PASSAGE TO READ
April 27

Dear Families,

Welcome back to the continuing unusual world of school!  I hope you and your children found some creative and enjoyable ways to take a break from at-home learning.  How did you celebrate Earth Day and a few beautiful spring days?

Friends in Barcelona, Spain, the first country to be locked down, wrote this morning:  "Emma and Albert have been great.  Explaining things to kids is absolutely magic and they both understand.  They make the best of it and have a complete talent of making every single thing special.  They decorate the kitchen towels we use as napkins and draw on them and all of a sudden we have a very special table."  But both parents are working from home and report that "we are going a bit crazy, honestly," and the children have only been able to play on the rooftop over the past 40 days.  I'm pretty sure most of you can relate!

DATA SECTION
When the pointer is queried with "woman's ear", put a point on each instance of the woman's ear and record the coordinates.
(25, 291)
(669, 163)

DIRECTIONS FOR THIS TASK
Copy the letter to families word for word, from "Welcome back to" up to and including "you can relate!".

WRITTEN RESPONSE
Welcome back to the continuing unusual world of school!  I hope you and your children found some creative and enjoyable ways to take a break from at-home learning.  How did you celebrate Earth Day and a few beautiful spring days?

Friends in Barcelona, Spain, the first country to be locked down, wrote this morning:  "Emma and Albert have been great.  Explaining things to kids is absolutely magic and they both understand.  They make the best of it and have a complete talent of making every single thing special.  They decorate the kitchen towels we use as napkins and draw on them and all of a sudden we have a very special table."  But both parents are working from home and report that "we are going a bit crazy, honestly," and the children have only been able to play on the rooftop over the past 40 days.  I'm pretty sure most of you can relate!